TEXTE À LIRE:
1. Les Oblats

La province du Nord-Ouest de Sri Lanka a une superficie de 3400 miles carrés et comptait 220 000 habitants en 1860. Cette province est généralement plate et uniforme à l’exception de la partie sud-est en bordure de la province centrale et de celle de l’Ouest. Le sol est fertile. Les arbres de cocotiers croissent en abon­dance dans la région côtière. La partie du Nord-Est n’est pas cultivée par manque de pluie.

Les régions ecclésiastiques de Kal­pity, Chilaw, Kammala et Kurunagala étaient éloignées mais ne présentaient pas de sérieuses difficultés de communication avec Jaffna. Ces quatre régions étaient les seules riches et saines du vicariat de Jaffna.

D’après le rapport de Mgr E. Semeria à la Propagande, le 3 septembre 1861, dans la mission de Kalpity il y avait plusieurs communautés chrétiennes mais elles étaient généralement assez distantes l’une de l’autre. Il n’y avait que 3700 catho­liques. Dans cette région comme dans toute la province du Nord-Ouest, il n’y avait pas de protestants mais beau­coup de musulmans. Le nombre de ceux-ci allait en augmentant; ils étaient riches et influents parce qu’ils jouissaient du monopole du commerce.

D’après la carte géographique Kalpity est à 158 miles de Jaffna, 35 de Chilaw et 103 de Colombo. Kalpity se trouve à l’en­trée de la lagune de Puttalan, au-delà de laquelle se trouve Mannar. La région était considérée comme une île puisqu’il y avait l’océan au nord et à l’ouest, Deduru oya au sud, le canal et la mer de Puttalam à l’est. L’île mesure 45 miles de longueur du nord au sud et un peu moins de trois de largeur.

DOCUMENTS FOURNIS:

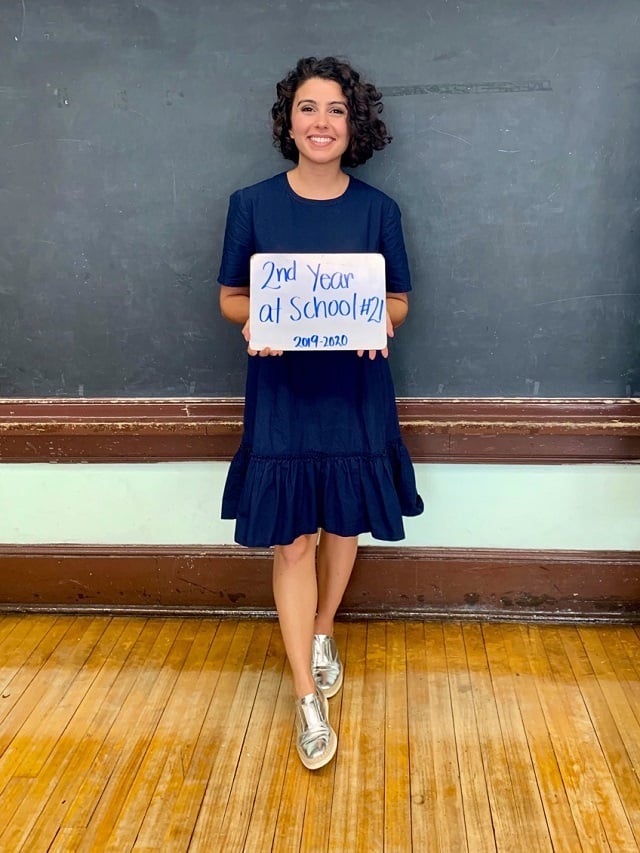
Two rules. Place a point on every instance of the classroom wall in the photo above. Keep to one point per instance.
(593, 506)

CONSIGNE 1: Selon le texte sur la province du Nord-Ouest de Sri Lanka, combien de catholiques comptait la mission de Kalpity ?
CONSIGNE 2: Recopiez le passage du texte sur la province du Nord-Ouest de Sri Lanka compris entre « Les régions ecclésiastiques » et « vicariat de Jaffna. », ces deux segments inclus.

RÉPONSE RÉDIGÉE 1: La mission de Kalpity ne comptait que 3700 catholiques.

RÉPONSE RÉDIGÉE 2:
Les régions ecclésiastiques de Kal­pity, Chilaw, Kammala et Kurunagala étaient éloignées mais ne présentaient pas de sérieuses difficultés de communication avec Jaffna. Ces quatre régions étaient les seules riches et saines du vicariat de Jaffna.